#### Material provided

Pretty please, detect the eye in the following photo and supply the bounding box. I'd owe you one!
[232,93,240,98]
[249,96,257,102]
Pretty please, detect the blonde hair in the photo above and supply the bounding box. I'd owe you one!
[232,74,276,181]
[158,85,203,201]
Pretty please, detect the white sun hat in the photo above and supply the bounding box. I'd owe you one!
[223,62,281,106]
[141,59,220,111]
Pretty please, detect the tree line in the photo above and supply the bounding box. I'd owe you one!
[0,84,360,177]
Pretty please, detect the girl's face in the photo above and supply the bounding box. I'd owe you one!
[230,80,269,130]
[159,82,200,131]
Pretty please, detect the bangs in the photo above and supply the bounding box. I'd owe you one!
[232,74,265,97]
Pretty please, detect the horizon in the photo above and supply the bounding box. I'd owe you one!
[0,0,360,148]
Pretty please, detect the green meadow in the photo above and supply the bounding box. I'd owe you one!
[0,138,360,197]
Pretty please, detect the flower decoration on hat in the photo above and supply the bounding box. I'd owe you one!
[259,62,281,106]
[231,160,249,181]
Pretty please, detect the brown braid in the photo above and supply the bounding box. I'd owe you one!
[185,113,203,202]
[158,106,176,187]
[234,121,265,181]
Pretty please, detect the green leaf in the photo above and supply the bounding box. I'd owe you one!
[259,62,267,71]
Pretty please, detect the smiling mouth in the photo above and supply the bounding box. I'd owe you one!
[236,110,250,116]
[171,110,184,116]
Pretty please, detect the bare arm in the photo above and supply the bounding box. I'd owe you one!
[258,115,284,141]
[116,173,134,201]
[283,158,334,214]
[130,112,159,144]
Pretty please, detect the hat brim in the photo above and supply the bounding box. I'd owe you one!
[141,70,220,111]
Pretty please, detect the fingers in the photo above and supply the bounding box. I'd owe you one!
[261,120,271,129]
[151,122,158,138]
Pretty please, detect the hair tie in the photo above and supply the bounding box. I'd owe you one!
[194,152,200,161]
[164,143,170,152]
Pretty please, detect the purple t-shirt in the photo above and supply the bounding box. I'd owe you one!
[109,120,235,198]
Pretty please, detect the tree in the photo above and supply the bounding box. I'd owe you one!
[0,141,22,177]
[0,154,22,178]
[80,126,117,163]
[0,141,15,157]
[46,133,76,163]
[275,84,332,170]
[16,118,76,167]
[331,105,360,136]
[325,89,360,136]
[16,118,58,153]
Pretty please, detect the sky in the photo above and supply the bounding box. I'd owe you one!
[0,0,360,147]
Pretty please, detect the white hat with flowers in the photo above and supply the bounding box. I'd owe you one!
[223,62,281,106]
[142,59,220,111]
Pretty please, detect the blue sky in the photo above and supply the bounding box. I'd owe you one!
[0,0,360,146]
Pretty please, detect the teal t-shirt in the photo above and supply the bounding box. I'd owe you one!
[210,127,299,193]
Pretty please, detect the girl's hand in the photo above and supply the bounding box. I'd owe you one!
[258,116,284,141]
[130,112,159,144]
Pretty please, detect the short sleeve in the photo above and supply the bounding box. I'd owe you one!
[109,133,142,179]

########

Print each of the records above word for word, in their original order.

Pretty please, detect the eye in the following photo and supply the bounding box. I'd owe you one!
[232,93,240,98]
[249,96,257,102]
Pretty please, detect the blonde hair in the photo above and supply the bounding box. I'd owe you one!
[232,74,276,181]
[158,85,203,201]
Pretty please, detect the white sun hat in the photo above and supply the bounding box. I'd owe you one!
[223,62,281,106]
[141,59,220,111]
Pretty please, detect the tree line in the photo above and supply the bounding box. I'd owe you one!
[0,84,360,177]
Pretty please, detect the girl's face in the photo above and supply the bounding box. I'd owe you one!
[230,80,269,130]
[159,82,200,131]
Pretty please, detect the bangs in the photo above and supply the bounding box. I'd owe you one!
[232,74,265,97]
Pretty please, detect the horizon in the photo above and supply the bounding box. I'd owe you one!
[0,0,360,148]
Pretty please, detect the green meadow in the photo above and supply the bounding box. I'd owe you one!
[0,138,360,197]
Pretty please, detect the flower decoration on hat in the photo above and supply the bounding box. I'd owe you one!
[259,62,281,106]
[231,160,249,181]
Pretty please, detect the brown braid in the photo above and supply the bounding box. I'd owe you one!
[185,113,203,202]
[158,106,176,187]
[234,121,265,181]
Pretty please, detect the green leaf in the photo above and supply the bounding box. I'd owe you one!
[259,62,267,71]
Pretty please, detect the smiling mouth in the photo above and supply the bounding box. I'd owe you one!
[236,110,250,116]
[171,110,184,116]
Pretty please, detect the bare arm in the photo above and supply the bounding box. I'd owe you one!
[258,115,284,141]
[116,173,134,201]
[283,158,334,214]
[130,112,159,144]
Pretty please, detect the hat brim in the photo above and supply the bounding box. I'd owe you one!
[141,70,220,111]
Pretty please, detect the fingers in the photo above and supply the bounding box. I'd owe you one!
[261,120,271,129]
[151,122,158,138]
Pretty please, detect the hair tie in the photo above and supply the bounding box. I'd owe you one!
[194,152,200,161]
[164,143,170,152]
Pretty please, detect the purple t-shirt in the photo above and supply the bounding box. I'd owe you one!
[109,120,235,198]
Pretty please, detect the tree in the photo above and supply the bounding box. I'd owe you one!
[0,141,22,177]
[0,154,22,178]
[80,126,117,163]
[0,141,15,157]
[46,133,76,163]
[275,84,332,170]
[16,118,76,167]
[331,105,360,136]
[325,89,360,136]
[16,118,58,153]
Pretty please, detect the sky in the photo above and supply the bounding box. I'd owe you one!
[0,0,360,147]
Pretty please, detect the white hat with flowers in the photo above and supply the bounding box. I'd owe you one!
[223,62,281,106]
[142,59,220,111]
Pretty please, detect the blue sky in the photo above and supply the bounding box. I'd owe you one!
[0,0,360,146]
Pretty please, detect the teal t-shirt in the photo above and supply the bounding box. I'd owe you one!
[210,127,299,193]
Pretty please, detect the girl's hand in the photo above and supply the bounding box. I'd owe you one!
[258,116,284,141]
[130,112,159,144]
Pretty please, detect the short sleeve in the photo above and supply the bounding box. I'd owe you one!
[109,133,142,179]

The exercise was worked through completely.